## INFORMATION SHOWN
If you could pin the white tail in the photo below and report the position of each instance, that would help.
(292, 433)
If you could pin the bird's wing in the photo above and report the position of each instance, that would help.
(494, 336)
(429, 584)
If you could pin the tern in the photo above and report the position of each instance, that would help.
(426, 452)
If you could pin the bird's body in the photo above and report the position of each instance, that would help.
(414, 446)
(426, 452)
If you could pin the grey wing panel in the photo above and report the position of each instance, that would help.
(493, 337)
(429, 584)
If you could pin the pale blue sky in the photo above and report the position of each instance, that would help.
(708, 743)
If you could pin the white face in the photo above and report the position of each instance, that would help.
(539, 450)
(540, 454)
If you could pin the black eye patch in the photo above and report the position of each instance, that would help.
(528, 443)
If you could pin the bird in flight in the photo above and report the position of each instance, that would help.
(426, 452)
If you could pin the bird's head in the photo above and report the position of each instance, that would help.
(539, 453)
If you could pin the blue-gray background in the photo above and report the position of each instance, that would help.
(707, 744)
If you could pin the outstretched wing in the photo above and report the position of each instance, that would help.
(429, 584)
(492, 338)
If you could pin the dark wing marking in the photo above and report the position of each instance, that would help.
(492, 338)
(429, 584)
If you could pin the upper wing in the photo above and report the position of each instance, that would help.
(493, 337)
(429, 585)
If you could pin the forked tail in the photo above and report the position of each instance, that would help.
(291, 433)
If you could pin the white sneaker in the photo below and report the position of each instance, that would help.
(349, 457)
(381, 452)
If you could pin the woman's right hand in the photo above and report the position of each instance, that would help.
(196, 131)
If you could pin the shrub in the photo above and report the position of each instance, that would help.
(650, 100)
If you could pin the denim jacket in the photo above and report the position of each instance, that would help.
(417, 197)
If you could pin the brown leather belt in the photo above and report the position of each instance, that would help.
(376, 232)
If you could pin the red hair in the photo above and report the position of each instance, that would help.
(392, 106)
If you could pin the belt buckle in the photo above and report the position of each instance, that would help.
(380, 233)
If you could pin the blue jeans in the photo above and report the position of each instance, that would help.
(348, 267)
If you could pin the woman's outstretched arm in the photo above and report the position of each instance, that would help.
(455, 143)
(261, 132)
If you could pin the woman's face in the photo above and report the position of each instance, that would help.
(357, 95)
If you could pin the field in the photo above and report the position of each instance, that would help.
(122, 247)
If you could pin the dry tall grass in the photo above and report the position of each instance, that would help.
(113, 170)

## WHAT TO PRODUCE
Every entry in the listing above is to be repeated verbatim.

## SOLUTION TO THIS EXERCISE
If you could pin the white tail in the photo below and report the position of each instance, that would help.
(292, 433)
If you could pin the bird's wing in the photo above and report the position of each instance, that would help.
(494, 336)
(429, 584)
If you could pin the tern in the photo above and report the position of each instance, that would help.
(426, 452)
If you could pin the bird's body in the photo above and report the position of each instance, that would help.
(414, 446)
(426, 452)
If you could pin the grey wing panel in the photo above and report the position of each instance, that would help.
(493, 337)
(429, 584)
If you could pin the pale blue sky in the photo above and report the position of each instance, that would help.
(708, 743)
If you could pin the white face in the photo above and report the position of each instance, that would help.
(539, 450)
(540, 454)
If you could pin the black eye patch in the photo above and report the position of each instance, that would help.
(528, 443)
If you could pin the bird in flight in the photo above and report the position of each instance, that would help.
(426, 452)
If you could pin the bird's head in the photo above and report the position of each instance, that would help.
(539, 453)
If you could pin the blue-gray background in the photo above and report the position of each instance, that would help.
(707, 744)
If you could pin the outstretched wing in the photo above and report the position of each instance, that would help.
(429, 584)
(492, 338)
If you could pin the dark wing marking in the photo above and report the position of each instance, that would help.
(492, 338)
(429, 584)
If you could pin the upper wing in the photo above and report the position of each instance, that would help.
(493, 337)
(429, 585)
If you could pin the forked tail in the photo above and report the position of each instance, that would help.
(291, 433)
If you could pin the white sneaker in the photo below and report the position of each instance, that would help.
(349, 457)
(381, 452)
If you could pin the woman's right hand in the photo above and report the position of each instance, that would help.
(196, 131)
If you could pin the shrub in the photo above and report the position of each instance, that would help.
(650, 100)
If you could pin the denim jacket in the photo above and report the position of each instance, that would help.
(417, 197)
If you could pin the brown leather belt in the photo above and report the position of each instance, that would help.
(376, 232)
If you could pin the red hair in the photo above and report the position of each instance, that would help.
(392, 106)
If you could pin the belt buckle in the photo above and report the position of each instance, that would help.
(380, 233)
If you could pin the blue jeans in the photo above and report the position of each instance, that would help.
(348, 267)
If you could pin the woman's outstretched arm in the photo above and report the position of each instance, that would help.
(455, 143)
(261, 132)
If you could pin the woman's face in the photo above and report the position of each instance, that would help.
(357, 95)
If you could pin the field in the photo above and report the position of each instance, that would help.
(122, 247)
If you could pin the dry tall grass in the photo above and report the position of each instance, that would help.
(113, 170)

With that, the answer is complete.